Identify each line below that contains the word "sneaker" and copy every such line in full.

---+---

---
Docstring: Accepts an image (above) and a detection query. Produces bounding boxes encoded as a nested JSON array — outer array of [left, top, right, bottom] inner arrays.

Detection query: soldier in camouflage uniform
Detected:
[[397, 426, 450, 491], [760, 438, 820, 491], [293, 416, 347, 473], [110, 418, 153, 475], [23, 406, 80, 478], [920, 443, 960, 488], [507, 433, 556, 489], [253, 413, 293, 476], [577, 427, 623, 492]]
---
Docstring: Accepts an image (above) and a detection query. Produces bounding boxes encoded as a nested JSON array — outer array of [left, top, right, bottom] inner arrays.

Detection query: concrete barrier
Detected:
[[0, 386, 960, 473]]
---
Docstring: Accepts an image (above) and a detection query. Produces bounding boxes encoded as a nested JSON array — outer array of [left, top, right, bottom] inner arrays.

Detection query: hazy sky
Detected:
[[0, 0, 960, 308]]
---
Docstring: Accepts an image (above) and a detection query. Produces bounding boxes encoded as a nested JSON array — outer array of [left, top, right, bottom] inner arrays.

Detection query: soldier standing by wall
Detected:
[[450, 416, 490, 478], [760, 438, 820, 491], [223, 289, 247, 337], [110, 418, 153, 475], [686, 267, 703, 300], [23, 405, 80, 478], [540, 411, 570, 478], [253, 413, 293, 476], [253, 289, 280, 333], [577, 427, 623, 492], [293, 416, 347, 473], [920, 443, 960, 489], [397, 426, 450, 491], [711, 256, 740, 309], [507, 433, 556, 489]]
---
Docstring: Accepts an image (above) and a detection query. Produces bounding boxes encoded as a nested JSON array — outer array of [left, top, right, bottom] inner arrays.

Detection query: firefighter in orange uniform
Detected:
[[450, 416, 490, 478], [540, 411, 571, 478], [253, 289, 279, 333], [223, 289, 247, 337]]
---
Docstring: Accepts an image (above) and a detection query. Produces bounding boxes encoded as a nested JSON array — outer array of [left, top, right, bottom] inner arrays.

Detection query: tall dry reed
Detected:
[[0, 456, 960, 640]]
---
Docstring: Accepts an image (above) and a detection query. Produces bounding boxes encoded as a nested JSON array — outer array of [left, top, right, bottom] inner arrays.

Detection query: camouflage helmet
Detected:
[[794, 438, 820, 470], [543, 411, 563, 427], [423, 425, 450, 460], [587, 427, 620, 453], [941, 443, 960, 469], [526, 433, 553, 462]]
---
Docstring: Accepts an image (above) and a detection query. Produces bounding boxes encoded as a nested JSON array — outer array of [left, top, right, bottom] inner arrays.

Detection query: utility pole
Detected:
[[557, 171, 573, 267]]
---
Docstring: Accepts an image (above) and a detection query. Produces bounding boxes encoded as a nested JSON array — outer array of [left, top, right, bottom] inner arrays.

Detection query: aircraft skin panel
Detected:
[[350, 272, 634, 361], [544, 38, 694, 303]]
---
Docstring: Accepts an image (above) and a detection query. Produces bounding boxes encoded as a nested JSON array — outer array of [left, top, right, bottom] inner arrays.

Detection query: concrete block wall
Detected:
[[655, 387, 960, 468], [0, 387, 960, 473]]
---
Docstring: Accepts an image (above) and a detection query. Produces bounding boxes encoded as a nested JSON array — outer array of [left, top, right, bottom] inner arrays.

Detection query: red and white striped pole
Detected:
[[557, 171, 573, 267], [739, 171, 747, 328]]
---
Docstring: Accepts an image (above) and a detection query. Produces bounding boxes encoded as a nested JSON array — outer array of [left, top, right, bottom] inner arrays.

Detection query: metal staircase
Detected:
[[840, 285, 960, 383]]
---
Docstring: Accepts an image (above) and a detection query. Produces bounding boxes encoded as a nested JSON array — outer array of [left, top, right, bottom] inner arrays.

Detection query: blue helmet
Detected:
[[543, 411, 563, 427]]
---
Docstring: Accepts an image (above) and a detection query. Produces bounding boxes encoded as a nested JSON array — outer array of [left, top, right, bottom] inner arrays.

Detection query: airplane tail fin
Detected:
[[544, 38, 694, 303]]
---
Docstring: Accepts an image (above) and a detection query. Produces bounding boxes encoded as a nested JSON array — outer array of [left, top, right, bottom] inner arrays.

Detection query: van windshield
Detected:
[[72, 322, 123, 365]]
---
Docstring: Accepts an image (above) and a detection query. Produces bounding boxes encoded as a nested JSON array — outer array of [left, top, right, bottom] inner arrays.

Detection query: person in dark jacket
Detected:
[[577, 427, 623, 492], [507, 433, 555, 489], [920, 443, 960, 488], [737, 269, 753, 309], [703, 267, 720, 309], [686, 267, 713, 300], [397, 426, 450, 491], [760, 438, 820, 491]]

---+---

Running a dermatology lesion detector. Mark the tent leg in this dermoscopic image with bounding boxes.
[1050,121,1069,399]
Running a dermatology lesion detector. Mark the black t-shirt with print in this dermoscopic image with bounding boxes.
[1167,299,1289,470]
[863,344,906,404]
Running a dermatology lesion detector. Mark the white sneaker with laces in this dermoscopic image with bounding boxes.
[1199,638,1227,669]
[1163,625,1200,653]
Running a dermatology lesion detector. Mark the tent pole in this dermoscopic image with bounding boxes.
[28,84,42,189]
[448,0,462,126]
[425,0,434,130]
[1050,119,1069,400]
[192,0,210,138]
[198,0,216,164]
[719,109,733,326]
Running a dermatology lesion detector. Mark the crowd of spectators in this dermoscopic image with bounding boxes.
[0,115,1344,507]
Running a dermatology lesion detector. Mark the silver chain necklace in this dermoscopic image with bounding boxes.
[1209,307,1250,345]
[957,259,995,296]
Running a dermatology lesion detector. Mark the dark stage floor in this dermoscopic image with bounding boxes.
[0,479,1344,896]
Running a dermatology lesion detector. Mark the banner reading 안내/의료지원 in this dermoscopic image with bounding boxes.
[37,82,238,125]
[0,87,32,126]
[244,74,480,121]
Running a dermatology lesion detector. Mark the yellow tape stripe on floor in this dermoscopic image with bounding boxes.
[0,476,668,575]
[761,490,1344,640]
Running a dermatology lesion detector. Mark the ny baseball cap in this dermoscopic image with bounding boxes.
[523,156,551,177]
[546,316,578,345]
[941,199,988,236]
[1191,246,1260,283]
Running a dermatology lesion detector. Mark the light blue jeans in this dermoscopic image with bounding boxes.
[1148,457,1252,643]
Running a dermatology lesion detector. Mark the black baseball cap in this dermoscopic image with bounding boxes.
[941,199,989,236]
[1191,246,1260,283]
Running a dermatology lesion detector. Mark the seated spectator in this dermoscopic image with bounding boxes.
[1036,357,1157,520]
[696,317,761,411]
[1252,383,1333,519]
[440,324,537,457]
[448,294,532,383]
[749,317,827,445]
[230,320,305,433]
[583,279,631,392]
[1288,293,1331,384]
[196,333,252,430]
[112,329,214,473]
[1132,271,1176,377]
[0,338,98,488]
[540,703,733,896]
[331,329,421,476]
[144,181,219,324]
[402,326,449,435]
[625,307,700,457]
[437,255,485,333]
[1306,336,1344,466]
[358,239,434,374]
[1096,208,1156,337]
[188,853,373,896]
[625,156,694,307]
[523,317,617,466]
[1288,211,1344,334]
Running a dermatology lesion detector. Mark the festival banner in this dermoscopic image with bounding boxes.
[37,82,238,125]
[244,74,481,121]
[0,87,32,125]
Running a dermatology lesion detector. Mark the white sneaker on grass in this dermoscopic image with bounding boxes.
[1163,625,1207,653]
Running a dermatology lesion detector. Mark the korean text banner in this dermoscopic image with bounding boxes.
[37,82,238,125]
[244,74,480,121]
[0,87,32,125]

---+---

- _FULL ANSWER_
Running a dermatology lesion detector. Mark the white sneaker with laces in this dermoscopic image with bounding boxes.
Running a dermatology lesion detector. Mark the white sneaker on grass in this dermoscopic image with bounding boxes.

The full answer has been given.